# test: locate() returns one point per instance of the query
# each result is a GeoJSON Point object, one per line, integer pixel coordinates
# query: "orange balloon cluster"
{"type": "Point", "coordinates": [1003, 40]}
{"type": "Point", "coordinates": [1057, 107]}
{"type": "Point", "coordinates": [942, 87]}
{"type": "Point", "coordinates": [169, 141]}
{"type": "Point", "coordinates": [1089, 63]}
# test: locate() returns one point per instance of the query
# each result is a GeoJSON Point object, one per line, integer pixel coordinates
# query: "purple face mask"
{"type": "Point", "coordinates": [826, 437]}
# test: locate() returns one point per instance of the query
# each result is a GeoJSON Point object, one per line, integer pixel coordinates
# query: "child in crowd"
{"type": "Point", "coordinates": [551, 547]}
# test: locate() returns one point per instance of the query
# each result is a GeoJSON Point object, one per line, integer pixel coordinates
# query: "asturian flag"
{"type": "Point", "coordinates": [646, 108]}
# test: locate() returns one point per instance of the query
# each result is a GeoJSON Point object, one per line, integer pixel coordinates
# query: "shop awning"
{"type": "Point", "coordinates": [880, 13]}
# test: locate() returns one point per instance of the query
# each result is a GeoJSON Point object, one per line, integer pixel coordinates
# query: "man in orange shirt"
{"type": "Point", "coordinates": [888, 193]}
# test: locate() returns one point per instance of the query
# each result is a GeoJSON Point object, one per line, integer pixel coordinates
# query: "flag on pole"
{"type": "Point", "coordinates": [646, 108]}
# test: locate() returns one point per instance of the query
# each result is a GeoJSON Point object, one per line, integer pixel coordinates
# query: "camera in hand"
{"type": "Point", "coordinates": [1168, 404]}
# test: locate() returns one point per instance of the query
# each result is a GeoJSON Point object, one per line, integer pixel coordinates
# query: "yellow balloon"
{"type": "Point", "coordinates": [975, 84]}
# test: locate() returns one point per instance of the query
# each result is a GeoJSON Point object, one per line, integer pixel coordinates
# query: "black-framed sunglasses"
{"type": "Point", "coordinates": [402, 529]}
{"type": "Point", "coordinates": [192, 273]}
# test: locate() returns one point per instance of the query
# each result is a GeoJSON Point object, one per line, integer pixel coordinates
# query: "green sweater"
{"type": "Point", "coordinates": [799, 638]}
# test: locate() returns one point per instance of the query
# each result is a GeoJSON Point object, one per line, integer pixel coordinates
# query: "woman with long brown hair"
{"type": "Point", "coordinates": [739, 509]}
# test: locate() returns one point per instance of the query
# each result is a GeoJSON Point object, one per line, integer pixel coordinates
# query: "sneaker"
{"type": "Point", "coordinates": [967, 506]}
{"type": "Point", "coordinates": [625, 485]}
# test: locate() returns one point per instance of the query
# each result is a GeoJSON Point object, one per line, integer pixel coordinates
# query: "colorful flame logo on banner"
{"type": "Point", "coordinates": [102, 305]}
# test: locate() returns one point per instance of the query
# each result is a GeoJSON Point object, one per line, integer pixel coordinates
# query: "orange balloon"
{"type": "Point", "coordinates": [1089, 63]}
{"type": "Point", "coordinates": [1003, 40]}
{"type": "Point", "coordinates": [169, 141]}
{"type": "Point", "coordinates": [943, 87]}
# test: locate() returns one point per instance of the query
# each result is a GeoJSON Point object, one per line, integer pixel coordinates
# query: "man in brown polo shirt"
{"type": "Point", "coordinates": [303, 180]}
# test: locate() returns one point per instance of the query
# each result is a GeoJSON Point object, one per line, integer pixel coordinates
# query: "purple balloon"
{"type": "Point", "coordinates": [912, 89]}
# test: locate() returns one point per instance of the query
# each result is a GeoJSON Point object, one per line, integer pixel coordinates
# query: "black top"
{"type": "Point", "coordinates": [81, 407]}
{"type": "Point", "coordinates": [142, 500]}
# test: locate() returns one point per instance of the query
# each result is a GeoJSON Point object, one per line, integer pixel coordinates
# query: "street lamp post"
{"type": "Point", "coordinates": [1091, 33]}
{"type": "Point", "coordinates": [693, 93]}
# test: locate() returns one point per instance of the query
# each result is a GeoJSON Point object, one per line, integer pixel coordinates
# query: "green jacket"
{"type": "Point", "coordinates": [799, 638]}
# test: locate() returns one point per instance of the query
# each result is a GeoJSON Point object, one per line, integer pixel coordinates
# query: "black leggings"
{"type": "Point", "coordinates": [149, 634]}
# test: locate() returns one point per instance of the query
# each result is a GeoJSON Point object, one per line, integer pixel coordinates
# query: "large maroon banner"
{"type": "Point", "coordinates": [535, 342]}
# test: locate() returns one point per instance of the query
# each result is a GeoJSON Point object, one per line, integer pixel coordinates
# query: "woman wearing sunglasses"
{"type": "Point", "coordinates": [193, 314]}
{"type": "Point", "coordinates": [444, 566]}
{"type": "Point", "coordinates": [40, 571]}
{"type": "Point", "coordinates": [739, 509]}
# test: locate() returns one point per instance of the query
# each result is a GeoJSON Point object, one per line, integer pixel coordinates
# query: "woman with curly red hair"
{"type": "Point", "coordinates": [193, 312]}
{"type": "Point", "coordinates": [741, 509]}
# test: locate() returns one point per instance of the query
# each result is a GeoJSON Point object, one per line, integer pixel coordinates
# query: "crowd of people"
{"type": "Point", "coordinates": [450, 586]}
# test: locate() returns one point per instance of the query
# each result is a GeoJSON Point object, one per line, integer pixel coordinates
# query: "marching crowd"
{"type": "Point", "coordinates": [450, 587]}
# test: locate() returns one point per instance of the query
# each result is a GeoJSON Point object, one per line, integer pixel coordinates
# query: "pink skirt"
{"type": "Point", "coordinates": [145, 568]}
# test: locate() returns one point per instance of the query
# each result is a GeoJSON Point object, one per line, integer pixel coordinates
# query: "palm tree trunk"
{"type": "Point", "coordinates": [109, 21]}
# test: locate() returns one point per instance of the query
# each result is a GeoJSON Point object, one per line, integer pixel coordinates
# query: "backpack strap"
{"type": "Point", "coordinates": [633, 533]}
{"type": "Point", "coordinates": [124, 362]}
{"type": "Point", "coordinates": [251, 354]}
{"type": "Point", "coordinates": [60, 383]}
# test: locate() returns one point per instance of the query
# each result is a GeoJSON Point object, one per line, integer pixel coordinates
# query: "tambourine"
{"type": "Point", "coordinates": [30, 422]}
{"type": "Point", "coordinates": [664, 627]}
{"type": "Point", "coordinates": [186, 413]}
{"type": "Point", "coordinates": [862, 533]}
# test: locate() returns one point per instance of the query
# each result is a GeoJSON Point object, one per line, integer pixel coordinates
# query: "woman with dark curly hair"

------------------------------------

Each record needs to be duplicated exactly.

# test: locate() returns one point per instance of the query
# each result is a GeoJSON Point object, one per line, integer pixel coordinates
# query: "orange balloon cluster"
{"type": "Point", "coordinates": [1003, 40]}
{"type": "Point", "coordinates": [1057, 107]}
{"type": "Point", "coordinates": [942, 87]}
{"type": "Point", "coordinates": [169, 141]}
{"type": "Point", "coordinates": [1089, 63]}
# test: locate() returns one point per instance of the query
# each result is a GeoJSON Point object, one per line, integer pixel coordinates
# query: "purple face mask"
{"type": "Point", "coordinates": [826, 437]}
# test: locate() returns one point per instance of the query
# each result is a GeoJSON Point object, one per line, integer pixel coordinates
# query: "child in crowd"
{"type": "Point", "coordinates": [551, 547]}
# test: locate() returns one point per instance of the query
# each result is a GeoJSON Point object, one per line, integer pixel coordinates
# query: "asturian flag"
{"type": "Point", "coordinates": [646, 108]}
# test: locate() returns one point per instance of the query
# each result is a GeoJSON Point object, one per line, integer pixel coordinates
# query: "shop awning"
{"type": "Point", "coordinates": [880, 13]}
# test: locate() returns one point per instance of the query
# each result is a GeoJSON Point object, one per line, integer pixel coordinates
# query: "man in orange shirt"
{"type": "Point", "coordinates": [888, 193]}
# test: locate() returns one point per instance of the query
# each result is a GeoJSON Point object, one per line, integer pixel coordinates
# query: "flag on pole"
{"type": "Point", "coordinates": [646, 108]}
# test: locate() returns one point per instance of the query
# each result is a GeoJSON Point object, one per line, integer pixel coordinates
# query: "camera in hand"
{"type": "Point", "coordinates": [1168, 404]}
# test: locate() returns one point per instance of the query
# each result is a GeoJSON Point object, one per line, integer pixel coordinates
# query: "yellow balloon"
{"type": "Point", "coordinates": [975, 84]}
# test: locate() returns one point per instance of the query
# each result is a GeoJSON Point object, one per line, integer pixel coordinates
# query: "black-framed sunglasses"
{"type": "Point", "coordinates": [402, 529]}
{"type": "Point", "coordinates": [192, 273]}
# test: locate() returns one point per instance of the query
# each result is a GeoJSON Point object, one per line, integer pixel coordinates
# query: "green sweater"
{"type": "Point", "coordinates": [799, 638]}
# test: locate() returns one point per instance of the query
# each result is a GeoJSON Point object, one per line, integer pixel coordinates
# query: "woman with long brown hair"
{"type": "Point", "coordinates": [739, 509]}
# test: locate() returns one point per instance of the query
# each result is a GeoJSON Point object, one per line, integer pixel coordinates
# query: "sneaker"
{"type": "Point", "coordinates": [967, 506]}
{"type": "Point", "coordinates": [625, 485]}
# test: locate() returns one point per instance of the query
# each result is a GeoJSON Point object, one per line, integer pixel coordinates
# query: "colorful flame logo on banner"
{"type": "Point", "coordinates": [102, 305]}
# test: locate() returns one point per instance of the query
# each result is a GeoJSON Point object, one per line, integer pixel coordinates
# query: "orange balloon"
{"type": "Point", "coordinates": [1089, 63]}
{"type": "Point", "coordinates": [1003, 40]}
{"type": "Point", "coordinates": [169, 141]}
{"type": "Point", "coordinates": [943, 87]}
# test: locate() returns one point per instance of the query
# each result is a GeoJSON Point object, one per line, integer pixel coordinates
# query: "man in brown polo shirt"
{"type": "Point", "coordinates": [303, 180]}
# test: locate() returns one point per instance of the query
# each result is a GeoJSON Point object, one per line, integer pixel coordinates
# query: "purple balloon"
{"type": "Point", "coordinates": [912, 89]}
# test: locate() returns one point per instance of the query
# each result is a GeoJSON Point object, one per line, integer pixel coordinates
# query: "black top"
{"type": "Point", "coordinates": [81, 407]}
{"type": "Point", "coordinates": [142, 500]}
# test: locate() returns one point per instance of the query
# each result is a GeoJSON Point object, one per line, integer pixel coordinates
# query: "street lamp post"
{"type": "Point", "coordinates": [1091, 33]}
{"type": "Point", "coordinates": [693, 93]}
# test: locate() returns one point per instance of the query
# each result is a GeoJSON Point object, one per line, integer pixel coordinates
# query: "green jacket"
{"type": "Point", "coordinates": [799, 638]}
# test: locate() returns one point per instance of the query
# each result is a GeoJSON Point object, one per line, integer pixel coordinates
# query: "black leggings"
{"type": "Point", "coordinates": [149, 634]}
# test: locate() returns one point per instance of the query
# each result is a GeoJSON Point object, one per line, integer pixel coordinates
# query: "large maroon banner"
{"type": "Point", "coordinates": [535, 342]}
# test: locate() returns one point per instance of the query
# each result is a GeoJSON Point object, one per line, integer pixel coordinates
# query: "woman wearing sunglasses"
{"type": "Point", "coordinates": [193, 314]}
{"type": "Point", "coordinates": [444, 566]}
{"type": "Point", "coordinates": [40, 571]}
{"type": "Point", "coordinates": [739, 509]}
# test: locate() returns one point per instance of the query
# each result is a GeoJSON Point object, one per line, integer pixel coordinates
# query: "woman with curly red hair"
{"type": "Point", "coordinates": [193, 312]}
{"type": "Point", "coordinates": [741, 509]}
# test: locate() returns one point per instance of the query
# each result is a GeoJSON Point object, one per line, integer pixel coordinates
# query: "crowd of people"
{"type": "Point", "coordinates": [450, 586]}
# test: locate() returns one point per instance of the query
# each result is a GeoJSON Point object, one per line, integer pixel coordinates
# query: "marching crowd"
{"type": "Point", "coordinates": [450, 587]}
# test: locate() returns one point per instance of the query
# each result is a GeoJSON Point object, one per line, integer pixel coordinates
# query: "pink skirt"
{"type": "Point", "coordinates": [145, 568]}
# test: locate() returns one point per instance of the query
# each result is a GeoJSON Point object, one per line, integer pixel coordinates
# query: "palm tree trunk"
{"type": "Point", "coordinates": [109, 21]}
# test: locate() returns one point per instance of the query
# each result is a GeoJSON Point object, one per line, integer pixel coordinates
# query: "backpack strap"
{"type": "Point", "coordinates": [633, 533]}
{"type": "Point", "coordinates": [124, 362]}
{"type": "Point", "coordinates": [251, 354]}
{"type": "Point", "coordinates": [60, 383]}
# test: locate() returns one point per instance of the query
# each result is a GeoJSON Point object, one per line, integer pixel coordinates
# query: "tambourine"
{"type": "Point", "coordinates": [30, 422]}
{"type": "Point", "coordinates": [664, 627]}
{"type": "Point", "coordinates": [186, 413]}
{"type": "Point", "coordinates": [862, 533]}
# test: locate() returns one point per instance of the query
# each result is a GeoJSON Point object, one per line, integer pixel coordinates
# query: "woman with dark curly hair"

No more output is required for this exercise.